### [PROBLEM 1]
According to the Canadian Classics article below, what does the pack feature apart from the top warning? List every item.
### [PROBLEM 2]
Write the next part of the Canadian Classics article, picking up after its final sentence.

### [DOCUMENT SECTION]
━━━━━━━━━━

Canadian Classics
- Product type: Cigarette
- Owner: Philip Morris International
- Produced by: Rothmans, Benson & Hedges
- Country: Canada
- Introduced: 1995; 31 years ago
- Markets: Canada, Armenia

= Canadian Classics =

Canadian cigarette brand

Canadian Classics is a Canadian brand of cigarettes, currently owned by Philip Morris International, and manufactured by its subsidiary Rothmans, Benson & Hedges

==History==
Canadian Classics were launched in 1995 as a sports-oriented, wilderness-party style cigarette, and the cigarettes were originally made in filtered and light varieties, in regular (75 mm) and king size (85 mm).

In the 2000s, an extra light variant was introduced, now known as White. Today, Canadian Classics are sold as a value brand.

Within the first three years of introduction, Canadian Classics managed to gain a near 0.2% market share in Canada.

Various promotional material was created for this brand, including matches in 1995 and 1999, promotional posters for the brand in 1996, promotional posters for wild-water rafting races sponsored by Canadian Classics in 1997 and promotional posters for bars to promote the cigarettes through Billiard in 1999.

==Packaging==
The top of the pack features either a text or picture warning in English or French, while the rest of the pack is left to the original manufacturer of the brand. It features the words "Canadian Classics", a moose, the name of the manufacturer, the quantity of cigarettes in the pack (20 or 25 per pack) in both English and French, and various landscapes in the background. The old designs also featured the words "Additive free", but those have been removed after claims by the Physicians for a Smoke-Free Canada organisation. The lights (now known as Silver) were unique in that they originally featured various rotating scenes of nature as their pack designs.

━━━━━━━━━━

### [RAW DATA]
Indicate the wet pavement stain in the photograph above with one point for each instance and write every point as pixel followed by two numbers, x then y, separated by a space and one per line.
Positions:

━━━━━━━━━━

### [RESPONSE 1]
- the words "Canadian Classics"
- a moose
- the name of the manufacturer
- the quantity of cigarettes in the pack (20 or 25 per pack), in both English and French
- various landscapes in the background

### [RESPONSE 2]
As of November 2019, Canada introduced plain packaging for cigarette brands by removing all logos and designs. Packages are now brown with only warning labels and the brand name in small font.

==Controversy==
In 1995, Physicians for a Smoke-Free Canada protested against the decision of Rothmans, Benson & Hedges to portray the words "Additive free" and "Additive free blend" on their cigarette packs by claiming that "Section 9 (2) of the Tobacco Products Control Act (TPCA) banned the use of extraneous information on the cigarette package. Only trademarked information was allowed". RBH responded to the criticisms by saying that by trademarking the slogans "Additive-Free" and "100% Canadian Tobacco Without Additives," the TPCA's provisions did not apply. The TPCA was in force in April 1995 when Canadian Classics was launched, but was overturned by the Supreme Court of Canada in September 1995. In the same year, Synthia Callard, which was the new executive director of Physicians for a Smoke-Free Canada at the time, entered a team for a white-water rafting race sponsored by Canadian Classics Adventures Inc. Callard and her five teammates wore T-shirts saying "Smoke Screen Team" with a picture of a broken cigarette and the message "Promote Health Not Tobacco". Even though the shirts would have been covered by life jackets, event organisers disqualified the team to ensure the race was "Safe, professional and fun."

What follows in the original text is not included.